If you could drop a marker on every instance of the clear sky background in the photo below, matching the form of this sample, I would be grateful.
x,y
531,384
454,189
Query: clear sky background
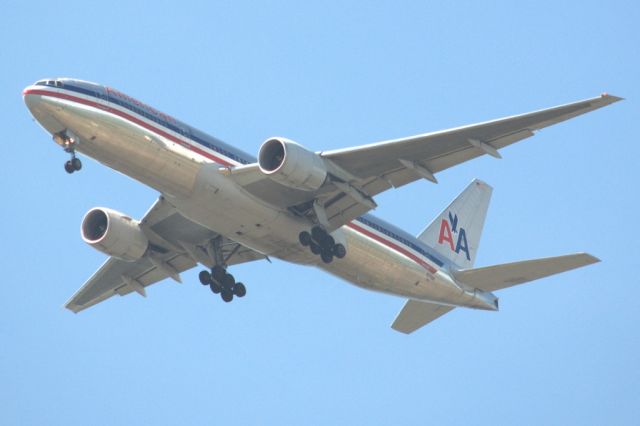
x,y
304,347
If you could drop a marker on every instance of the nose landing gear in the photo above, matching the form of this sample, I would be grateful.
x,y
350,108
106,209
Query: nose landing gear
x,y
68,141
320,242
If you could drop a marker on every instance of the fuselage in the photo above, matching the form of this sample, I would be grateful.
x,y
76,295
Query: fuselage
x,y
187,166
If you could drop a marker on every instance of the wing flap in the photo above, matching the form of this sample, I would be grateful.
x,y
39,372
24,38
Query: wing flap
x,y
168,232
416,314
497,277
374,168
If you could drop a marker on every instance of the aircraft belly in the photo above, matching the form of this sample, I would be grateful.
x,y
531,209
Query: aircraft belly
x,y
371,265
130,149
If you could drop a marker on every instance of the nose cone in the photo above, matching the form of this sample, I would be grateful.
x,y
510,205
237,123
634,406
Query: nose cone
x,y
43,108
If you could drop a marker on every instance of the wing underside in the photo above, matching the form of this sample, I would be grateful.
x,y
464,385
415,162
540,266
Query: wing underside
x,y
372,169
416,314
177,244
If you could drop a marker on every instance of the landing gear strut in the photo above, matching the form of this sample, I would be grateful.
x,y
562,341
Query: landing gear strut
x,y
68,141
320,242
218,279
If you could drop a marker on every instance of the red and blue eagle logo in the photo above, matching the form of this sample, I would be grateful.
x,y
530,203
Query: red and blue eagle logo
x,y
448,229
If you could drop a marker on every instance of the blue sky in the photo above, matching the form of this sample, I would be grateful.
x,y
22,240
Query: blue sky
◆ ◆ ◆ ◆
Exercise prompt: Your answer must be the full listing, reproduced word for word, without its pictures.

Response box:
If you could drop a marker on every instance of the clear sky background in the photo below, matching the form of this sample, I would be grateful.
x,y
531,384
454,189
Query: clear sky background
x,y
304,347
If you could drop a marker on every instance of the nose landing gear in the photo above, matching the form of this sample, I would be grateful.
x,y
350,108
106,209
Query: nose landing gear
x,y
68,141
320,242
If you could drop a marker on every instance of the fuselage in the photo above, matching the form of this sample, I would be grateful.
x,y
76,295
Query: fuselage
x,y
187,166
If you could drop a marker on every instance of the wing flap in the photo above, matching the form of this sample, I would be grateful.
x,y
39,372
24,38
Query: wing flap
x,y
168,232
416,314
497,277
374,168
If you could drop a marker on every instance of the aircraft belly in the photo above, matching the form of this sample, I would be grateful.
x,y
531,209
Query: aircraft belly
x,y
371,265
130,149
If you could drop a marker on every instance of the nose cone in the photo above, matching the form of this sample, I would be grateful.
x,y
510,205
237,123
634,406
Query: nose cone
x,y
43,108
If you could drop a marker on every instance of the wing underside in the photo above, matching the form of this sample, I would be grateful.
x,y
464,385
415,162
540,266
Query: wing underside
x,y
372,169
416,314
177,244
If you could drop a marker on every instance of the landing gear strut in the photo above, matching the form of this sample, I would be grateful.
x,y
562,341
Query: landing gear strut
x,y
68,141
320,242
218,279
If you could drop a marker on every instance of the red and blue eagle logo in the photo above, matching the form of this sample, I would be grateful.
x,y
530,203
Query: red and blue eagle logo
x,y
448,229
If you could drop a marker on every instance of the blue sky in the photo above, matching the form of this sample, I would be grateful.
x,y
22,240
Query: blue sky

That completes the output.